** start of MATERIAL PROVIDED **
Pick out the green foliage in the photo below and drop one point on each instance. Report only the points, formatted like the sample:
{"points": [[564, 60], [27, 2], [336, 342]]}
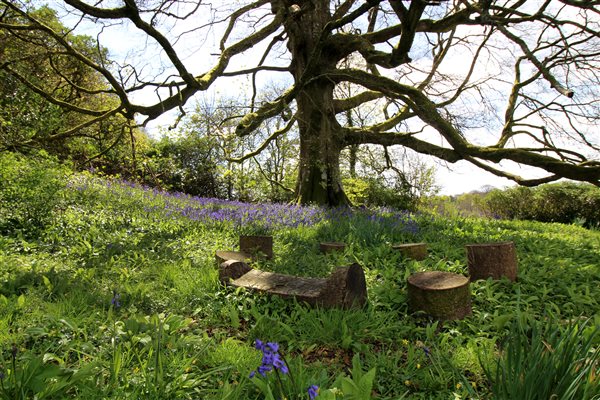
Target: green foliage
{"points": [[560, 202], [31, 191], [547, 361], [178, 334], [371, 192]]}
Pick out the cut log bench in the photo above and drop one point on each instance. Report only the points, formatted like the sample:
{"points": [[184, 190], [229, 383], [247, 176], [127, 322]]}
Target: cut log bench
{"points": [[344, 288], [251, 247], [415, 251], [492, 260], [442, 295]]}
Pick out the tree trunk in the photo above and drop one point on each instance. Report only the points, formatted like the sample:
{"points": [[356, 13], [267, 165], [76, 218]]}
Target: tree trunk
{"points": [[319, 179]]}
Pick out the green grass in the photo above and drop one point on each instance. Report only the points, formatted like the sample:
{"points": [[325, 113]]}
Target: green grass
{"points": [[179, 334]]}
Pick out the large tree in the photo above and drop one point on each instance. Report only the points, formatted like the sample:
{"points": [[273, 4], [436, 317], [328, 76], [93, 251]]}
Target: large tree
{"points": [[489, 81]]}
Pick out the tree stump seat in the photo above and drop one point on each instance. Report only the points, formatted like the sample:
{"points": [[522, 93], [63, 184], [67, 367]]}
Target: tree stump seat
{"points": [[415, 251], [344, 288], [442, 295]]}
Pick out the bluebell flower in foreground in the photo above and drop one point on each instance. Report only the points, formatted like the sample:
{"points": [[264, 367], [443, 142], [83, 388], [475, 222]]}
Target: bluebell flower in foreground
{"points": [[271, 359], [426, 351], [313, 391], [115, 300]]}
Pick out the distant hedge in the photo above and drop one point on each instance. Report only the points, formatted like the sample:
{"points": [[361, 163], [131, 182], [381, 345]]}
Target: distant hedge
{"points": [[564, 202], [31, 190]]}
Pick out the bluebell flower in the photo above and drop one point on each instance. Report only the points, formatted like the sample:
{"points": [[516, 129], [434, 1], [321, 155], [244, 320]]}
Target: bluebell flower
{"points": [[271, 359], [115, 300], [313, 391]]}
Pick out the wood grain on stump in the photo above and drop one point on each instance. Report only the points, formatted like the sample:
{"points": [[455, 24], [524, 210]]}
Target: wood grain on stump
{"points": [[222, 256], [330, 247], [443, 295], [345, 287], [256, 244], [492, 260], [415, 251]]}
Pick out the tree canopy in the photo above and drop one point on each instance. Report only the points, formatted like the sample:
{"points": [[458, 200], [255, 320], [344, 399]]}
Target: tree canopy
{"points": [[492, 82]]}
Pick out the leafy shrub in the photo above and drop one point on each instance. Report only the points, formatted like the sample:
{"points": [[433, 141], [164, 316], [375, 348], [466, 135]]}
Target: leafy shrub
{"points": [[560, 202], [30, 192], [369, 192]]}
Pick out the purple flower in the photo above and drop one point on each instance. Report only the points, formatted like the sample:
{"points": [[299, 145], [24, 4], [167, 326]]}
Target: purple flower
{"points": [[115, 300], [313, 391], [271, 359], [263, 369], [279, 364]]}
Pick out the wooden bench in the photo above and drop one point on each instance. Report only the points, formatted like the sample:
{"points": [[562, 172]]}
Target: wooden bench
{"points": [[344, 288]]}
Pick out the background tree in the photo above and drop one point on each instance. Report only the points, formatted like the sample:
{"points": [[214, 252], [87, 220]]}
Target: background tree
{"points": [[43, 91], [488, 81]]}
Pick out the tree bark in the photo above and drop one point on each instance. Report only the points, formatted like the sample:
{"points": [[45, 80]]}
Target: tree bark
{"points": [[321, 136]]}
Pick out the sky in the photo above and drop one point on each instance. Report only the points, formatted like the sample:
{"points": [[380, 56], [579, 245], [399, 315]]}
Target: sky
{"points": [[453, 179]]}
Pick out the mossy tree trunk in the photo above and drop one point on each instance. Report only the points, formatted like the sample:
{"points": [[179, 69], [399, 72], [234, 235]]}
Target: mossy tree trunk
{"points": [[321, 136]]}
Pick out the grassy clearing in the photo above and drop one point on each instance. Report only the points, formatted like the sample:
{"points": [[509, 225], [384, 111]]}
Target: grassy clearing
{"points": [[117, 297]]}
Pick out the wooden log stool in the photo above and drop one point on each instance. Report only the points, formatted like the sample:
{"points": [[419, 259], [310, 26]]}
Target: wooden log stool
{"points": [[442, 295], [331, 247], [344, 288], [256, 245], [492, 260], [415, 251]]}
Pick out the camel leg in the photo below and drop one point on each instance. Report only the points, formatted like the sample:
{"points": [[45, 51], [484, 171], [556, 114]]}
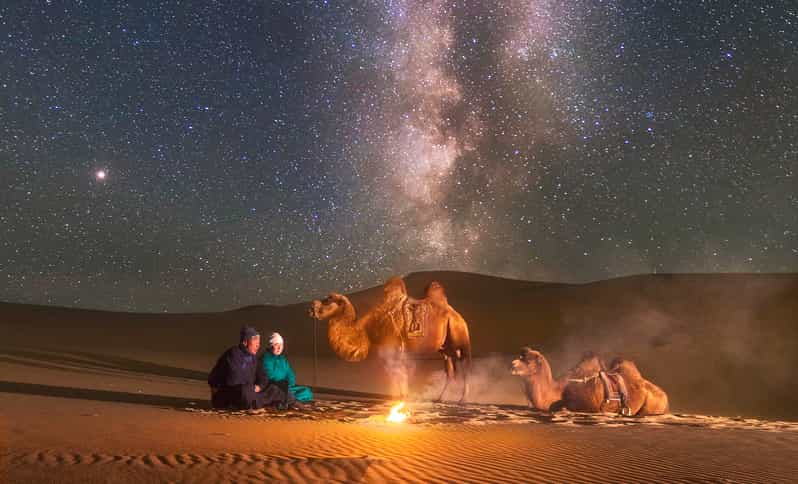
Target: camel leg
** end of MATERIAL PROVIDED **
Without including any picture, retype the entries exactly.

Pick out the green foliage in the photo below and drop one point on each instance. Report only the points, formatted like the sample:
{"points": [[564, 60], [27, 2], [336, 342]]}
Target: green foliage
{"points": [[560, 202], [31, 191], [547, 361], [178, 334], [371, 192]]}
Pick out the cut log bench in the photo above and drop one point on each instance. Report only the points, formatted like the sample:
{"points": [[184, 190], [229, 383], [247, 176], [127, 322]]}
Target: cut log bench
{"points": [[344, 288], [251, 247], [415, 251], [492, 260], [442, 295]]}
Pick out the tree trunk in the photo above and drop one point on each instance. Report only the points, formatted like the sample:
{"points": [[356, 13], [267, 165], [76, 218]]}
Target: tree trunk
{"points": [[319, 179]]}
Pick out the green grass in the photo above and drop one point on each instance. Report only the points, formatted like the sample:
{"points": [[325, 113]]}
Target: green grass
{"points": [[179, 334]]}
Pick out the large tree in the photo above and drop one point on each instance. Report only the points, formatted like the sample:
{"points": [[273, 4], [436, 317], [328, 76], [93, 251]]}
Target: large tree
{"points": [[489, 81]]}
Pick out the tree stump seat in the photo above and drop one point on each instance. Report only the points, formatted like the sample:
{"points": [[522, 93], [63, 184], [67, 367]]}
Target: tree stump seat
{"points": [[415, 251], [344, 288], [442, 295]]}
Pick out the bluebell flower in foreground in the photo above and drop one point on each instance. Report only the points, formatted like the sample:
{"points": [[264, 367], [443, 142], [83, 388], [475, 222]]}
Target: bluebell flower in foreground
{"points": [[271, 359], [426, 351], [313, 391], [115, 300]]}
Pick out the distant hedge in the photo above and drop one point on each instance. Report only the points, formatted like the sample:
{"points": [[361, 163], [131, 182], [381, 345]]}
Target: distant hedge
{"points": [[564, 202], [31, 190]]}
Pick out the bluebell flower in the photo above and drop one point on each instance. Report only the points, formatted like the sample:
{"points": [[516, 129], [434, 1], [321, 155], [244, 320]]}
Target: bluebell flower
{"points": [[271, 359], [115, 300], [313, 391]]}
Pick out the wood grain on stump in the photo above and drop one point on each instance. Report only the points, formatted like the sample:
{"points": [[455, 24], [524, 210]]}
Target: wood grain on stump
{"points": [[222, 256], [330, 247], [443, 295], [345, 287], [256, 244], [492, 260], [415, 251]]}
Pick out the tree canopy in the photo above and drop one point on each instance. Report only the points, formatted like the sample:
{"points": [[458, 200], [255, 320], [344, 399]]}
Target: tree canopy
{"points": [[492, 82]]}
Pick out the leafy shrub in the photo above and drop one point on each instance. Report only the points, formatted like the sample:
{"points": [[433, 141], [164, 316], [375, 348], [466, 135]]}
Target: leafy shrub
{"points": [[560, 202], [30, 192], [369, 192]]}
Pick out the purple flower in the photo above and drop one point on each instance. Report only the points, formatted like the sample:
{"points": [[299, 145], [24, 4], [167, 326]]}
Target: purple flower
{"points": [[115, 300], [313, 391], [271, 359], [263, 369], [279, 364]]}
Pick out the wooden bench in the photo above and drop one point on each instance. Report only the points, formatted like the sample:
{"points": [[562, 172]]}
Target: wooden bench
{"points": [[344, 288]]}
Pick out the background tree in the photo above and drop one point on each instance. Report only the points, formatted like the sample:
{"points": [[214, 252], [87, 220]]}
Target: background tree
{"points": [[43, 91], [488, 81]]}
Pick out the tree bark in the photo above and drop one point on each instance. Report only the points, formatted like the sample:
{"points": [[45, 80]]}
Target: tree bark
{"points": [[321, 136]]}
Pick out the sky in the photo above and drop one point on each instance. Report only the points, formatted like the sample:
{"points": [[380, 56], [579, 245], [399, 315]]}
Target: sky
{"points": [[453, 179]]}
Pick out the mossy tree trunk in the photo above and drop one point on each instance. Report only the points, formatted like the sample:
{"points": [[179, 69], [399, 72], [234, 235]]}
Target: mossy tree trunk
{"points": [[321, 136]]}
Pick out the grassy clearing in the photo above and drop one point on each instance. Report only the points, formatted like the sample:
{"points": [[509, 225], [384, 111]]}
Target: grassy clearing
{"points": [[117, 297]]}
Pick out the wooden log stool in the photo above and drop one point on each instance. Report only the points, formatted like the sample:
{"points": [[419, 259], [310, 26]]}
Target: wooden log stool
{"points": [[442, 295], [331, 247], [344, 288], [256, 245], [492, 260], [415, 251]]}
Pick out the camel leg in the photo below and drop one point on each instance. Report only the points, formatted like the sample:
{"points": [[45, 51], [484, 171], [556, 114]]}
Target: camel leg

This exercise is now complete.